Scale the stretch from the line containing "Where can the squirrel's ear" through the end of the material: write those lines out again, requests included, with every coordinate in the answers multiplied by 1.8 and rounded to the nearest whole number, halves rounding up. Give only those lines.

>> begin Listed entries

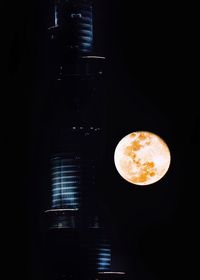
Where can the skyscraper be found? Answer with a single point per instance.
(78, 242)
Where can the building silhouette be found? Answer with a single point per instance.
(77, 236)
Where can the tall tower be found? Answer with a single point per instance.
(78, 241)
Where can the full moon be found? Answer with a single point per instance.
(142, 158)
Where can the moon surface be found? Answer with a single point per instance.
(142, 158)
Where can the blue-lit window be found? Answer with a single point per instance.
(104, 258)
(65, 183)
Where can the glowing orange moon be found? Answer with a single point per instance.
(142, 158)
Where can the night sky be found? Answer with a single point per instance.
(150, 84)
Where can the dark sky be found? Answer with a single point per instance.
(151, 84)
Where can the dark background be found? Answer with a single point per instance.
(150, 84)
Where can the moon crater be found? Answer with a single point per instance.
(142, 158)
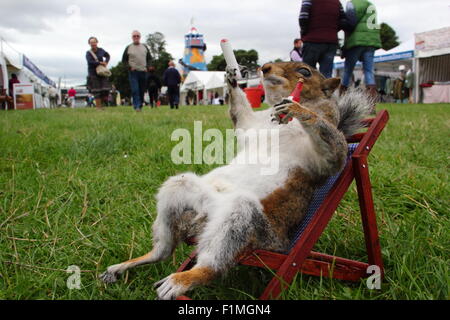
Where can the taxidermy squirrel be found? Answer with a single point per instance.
(234, 208)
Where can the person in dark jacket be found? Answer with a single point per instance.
(137, 59)
(154, 86)
(97, 85)
(320, 21)
(172, 80)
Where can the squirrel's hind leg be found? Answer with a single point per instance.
(238, 225)
(183, 202)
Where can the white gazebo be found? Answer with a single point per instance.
(433, 65)
(203, 84)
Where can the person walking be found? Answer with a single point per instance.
(320, 21)
(71, 94)
(137, 59)
(360, 45)
(172, 80)
(98, 84)
(296, 53)
(154, 87)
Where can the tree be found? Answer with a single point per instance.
(389, 38)
(245, 58)
(157, 45)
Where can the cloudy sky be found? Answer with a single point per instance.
(53, 34)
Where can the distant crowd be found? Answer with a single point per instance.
(141, 74)
(321, 20)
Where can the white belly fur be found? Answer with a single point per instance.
(295, 151)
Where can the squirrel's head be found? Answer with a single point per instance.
(280, 79)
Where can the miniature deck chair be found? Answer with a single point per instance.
(300, 258)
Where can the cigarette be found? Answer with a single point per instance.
(229, 56)
(295, 95)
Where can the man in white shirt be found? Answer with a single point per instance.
(296, 53)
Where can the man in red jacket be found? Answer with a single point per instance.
(320, 21)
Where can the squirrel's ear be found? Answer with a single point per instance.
(330, 85)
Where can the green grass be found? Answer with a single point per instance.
(77, 187)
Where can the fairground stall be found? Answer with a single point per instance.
(23, 81)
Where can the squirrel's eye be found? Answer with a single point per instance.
(304, 72)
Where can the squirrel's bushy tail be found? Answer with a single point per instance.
(354, 106)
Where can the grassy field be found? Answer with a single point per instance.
(77, 187)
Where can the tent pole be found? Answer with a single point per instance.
(416, 70)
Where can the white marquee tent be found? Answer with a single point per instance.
(204, 84)
(12, 61)
(433, 64)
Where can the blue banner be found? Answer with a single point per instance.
(37, 72)
(384, 58)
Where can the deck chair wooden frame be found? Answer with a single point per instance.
(301, 258)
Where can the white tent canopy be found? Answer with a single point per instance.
(205, 84)
(201, 80)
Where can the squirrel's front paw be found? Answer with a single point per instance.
(284, 111)
(231, 75)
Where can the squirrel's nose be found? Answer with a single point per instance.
(266, 68)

>> end Listed entries

> [Result for this task]:
Where can the squirrel's ear be found? Answer with a single point per instance.
(594, 153)
Where can the green grass be found? Answer with a single point per instance.
(139, 337)
Where can the fairground stall be found? Answer with a single point per instance.
(41, 146)
Where can the squirrel's eye be found? Answer with a single point per instance.
(547, 130)
Where can the squirrel's bushy tail be found? Answer with a single point per instance.
(637, 191)
Where can the grassy field be found? Answer with a single point per instance.
(139, 337)
Where can the tent pole be found? Answer with a single point per instance.
(749, 126)
Where can the white marquee tent be found? Answer with a single point per instance.
(367, 151)
(22, 110)
(779, 115)
Where can the blue banner be found? Answer with a single point per instance.
(67, 130)
(691, 104)
Where can the deck chair wooden frame be found? Answer with a single point per instance.
(542, 464)
Where can the white tent canopy be found? Answer with a single point per instance.
(369, 151)
(362, 144)
Where can the squirrel's front paw be found? Answer with a single point per instance.
(511, 200)
(416, 135)
Where can the squirrel's nose be found? Answer with a single point per instance.
(479, 122)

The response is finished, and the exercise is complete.